Start of Extract to read

| Imagine...what if you
had:
- Throat cancer...you must pay $20,000 cash before receiving
life-saving surgery.
- Multiple sclerosis...your spouse has rheumatoid arthritis: you
both must pay $6,000 out-of-pocket every month for medicine.
- Congestive heart failure...you cannot get an appointment with
a heart specialist, can’t afford your medicine, and support
a family with young children.
How would you feel? What would you
do?
|
These are true stories. Unfortunately, these Americans don’t have
to imagine. They live with life-threatening health conditions everyday.
Perhaps, they will even die from these conditions. Why? Because they do
not have health insurance.
Today, at least 47 million people in the U.S. – 15.8% of the population
– are without health insurance. Why is this important? Health insurance
is the golden key that opens the healthcare service door. Those without
it:
- Receive about half (55%) of the medical care per person;
- Receive less preventive care;
- Are diagnosed at more advanced disease states;
- Tend to receive less therapeutic care;
- Have higher mortality rates. It is estimated that:
- 18,000 excess deaths result every year in adults aged 25-64.
- A 50% increase in medical care use could reduce mortality rates
by 5-15%.
(Hadley & Holahan, 2004)
The number of uninsured has risen from 39 million people in 2001 to 47
million in 2006! That number is predicted to continue to grow if major
health reforms are not enacted.

End of Extract to read
Start of Dataset extract

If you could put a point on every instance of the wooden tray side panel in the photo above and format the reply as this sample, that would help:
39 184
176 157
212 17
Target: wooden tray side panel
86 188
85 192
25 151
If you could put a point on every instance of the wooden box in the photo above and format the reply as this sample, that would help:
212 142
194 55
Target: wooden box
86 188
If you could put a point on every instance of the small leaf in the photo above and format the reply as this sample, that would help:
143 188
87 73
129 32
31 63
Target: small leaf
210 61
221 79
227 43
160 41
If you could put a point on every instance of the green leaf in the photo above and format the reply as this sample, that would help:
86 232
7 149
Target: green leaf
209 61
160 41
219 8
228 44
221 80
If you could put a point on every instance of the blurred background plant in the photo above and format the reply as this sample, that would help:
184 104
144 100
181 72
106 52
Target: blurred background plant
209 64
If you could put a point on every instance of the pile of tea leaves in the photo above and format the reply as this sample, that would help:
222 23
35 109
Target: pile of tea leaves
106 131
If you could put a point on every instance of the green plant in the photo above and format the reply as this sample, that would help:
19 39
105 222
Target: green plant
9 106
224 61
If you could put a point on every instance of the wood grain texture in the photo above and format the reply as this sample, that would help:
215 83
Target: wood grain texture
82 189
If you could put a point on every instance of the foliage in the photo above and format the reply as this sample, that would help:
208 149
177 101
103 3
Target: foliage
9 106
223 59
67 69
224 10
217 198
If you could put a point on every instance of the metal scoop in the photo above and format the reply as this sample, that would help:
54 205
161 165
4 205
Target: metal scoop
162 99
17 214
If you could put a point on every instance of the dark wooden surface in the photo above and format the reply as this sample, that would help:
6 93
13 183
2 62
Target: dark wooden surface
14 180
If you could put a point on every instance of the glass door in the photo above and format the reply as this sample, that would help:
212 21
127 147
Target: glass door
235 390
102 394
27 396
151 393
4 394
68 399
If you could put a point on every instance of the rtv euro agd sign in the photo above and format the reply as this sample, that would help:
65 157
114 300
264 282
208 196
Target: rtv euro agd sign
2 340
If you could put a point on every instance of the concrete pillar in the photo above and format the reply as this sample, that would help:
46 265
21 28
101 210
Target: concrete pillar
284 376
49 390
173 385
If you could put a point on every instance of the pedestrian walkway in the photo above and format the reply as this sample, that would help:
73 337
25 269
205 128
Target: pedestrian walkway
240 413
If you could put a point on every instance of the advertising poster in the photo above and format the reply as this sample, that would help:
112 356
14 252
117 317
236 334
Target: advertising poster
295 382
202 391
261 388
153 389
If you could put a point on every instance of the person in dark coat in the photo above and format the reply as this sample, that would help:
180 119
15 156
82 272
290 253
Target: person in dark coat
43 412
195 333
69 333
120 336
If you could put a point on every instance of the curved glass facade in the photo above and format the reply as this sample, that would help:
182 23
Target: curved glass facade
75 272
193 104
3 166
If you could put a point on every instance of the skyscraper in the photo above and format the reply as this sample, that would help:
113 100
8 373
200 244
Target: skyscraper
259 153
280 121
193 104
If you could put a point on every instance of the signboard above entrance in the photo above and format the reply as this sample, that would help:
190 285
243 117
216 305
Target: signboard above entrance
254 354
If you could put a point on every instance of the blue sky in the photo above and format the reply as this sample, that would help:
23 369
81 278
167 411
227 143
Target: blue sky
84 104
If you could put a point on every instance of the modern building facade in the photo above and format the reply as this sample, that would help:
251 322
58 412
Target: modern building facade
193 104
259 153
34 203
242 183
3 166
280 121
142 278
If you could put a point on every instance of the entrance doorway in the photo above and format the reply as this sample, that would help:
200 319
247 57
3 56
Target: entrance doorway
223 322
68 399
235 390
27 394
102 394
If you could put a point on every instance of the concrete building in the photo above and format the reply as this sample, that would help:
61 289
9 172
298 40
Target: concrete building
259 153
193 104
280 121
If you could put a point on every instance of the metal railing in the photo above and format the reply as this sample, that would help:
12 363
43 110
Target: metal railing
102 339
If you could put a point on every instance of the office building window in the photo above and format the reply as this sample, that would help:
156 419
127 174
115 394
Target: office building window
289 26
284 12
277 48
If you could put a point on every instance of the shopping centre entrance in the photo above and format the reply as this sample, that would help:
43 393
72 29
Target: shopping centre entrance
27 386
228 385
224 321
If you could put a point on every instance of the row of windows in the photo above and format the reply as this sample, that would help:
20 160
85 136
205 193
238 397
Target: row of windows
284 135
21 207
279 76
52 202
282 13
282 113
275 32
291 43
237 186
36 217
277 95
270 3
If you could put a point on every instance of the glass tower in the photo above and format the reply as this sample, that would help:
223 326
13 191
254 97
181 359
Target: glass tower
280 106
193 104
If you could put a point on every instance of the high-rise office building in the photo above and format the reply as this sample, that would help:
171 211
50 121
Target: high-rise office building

End of Dataset extract

# Requirement:
Pick up the text on Americans without health insurance after its last sentence and carry it on. You can do without the records here.

# Your response:
This course was written by a registered nurse for other nurses. Its inspiration
came from firsthand, frontline nursing experience. Experience where patients
had intractable pain because they couldn’t afford adequate pain
medication; patients whose wounds healed slowly or failed to heal because
their insurance company would not pay for necessary dressing supplies
or nursing care; or other patients, who lost eyesight, kidney function,
or even limbs because of untreated diabetes.
Limiting access to care is considered "good business" by the
power-brokers who control the U.S. healthcare system. If you, like the
registered nurse who wrote this course, are tired of patient care decisions
being made based upon what a patient’s insurance company will pay,
then this course is for you. The course has been designed to raise nurses'
awareness about the national problem of uninsurance; to explain why a
national single payer solution is needed to solve this problem; and to
outline actions that nurses can take to help solve this national crisis.
It is time for nurses to stand together and advocate for our patients,
to say "no" to limiting access to care based on ability to pay,
and to say "yes" to a single standard of care for all Americans.